**SUPPLIED INFORMATION**
===============

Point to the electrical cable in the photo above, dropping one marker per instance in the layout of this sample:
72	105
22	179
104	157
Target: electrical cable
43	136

===============

The required output is the complete set of records, reproduced exactly.

**ANSWER TO THE EXERCISE**
Point to the electrical cable in the photo above, dropping one marker per instance in the layout of this sample:
72	105
22	179
104	157
Target: electrical cable
43	136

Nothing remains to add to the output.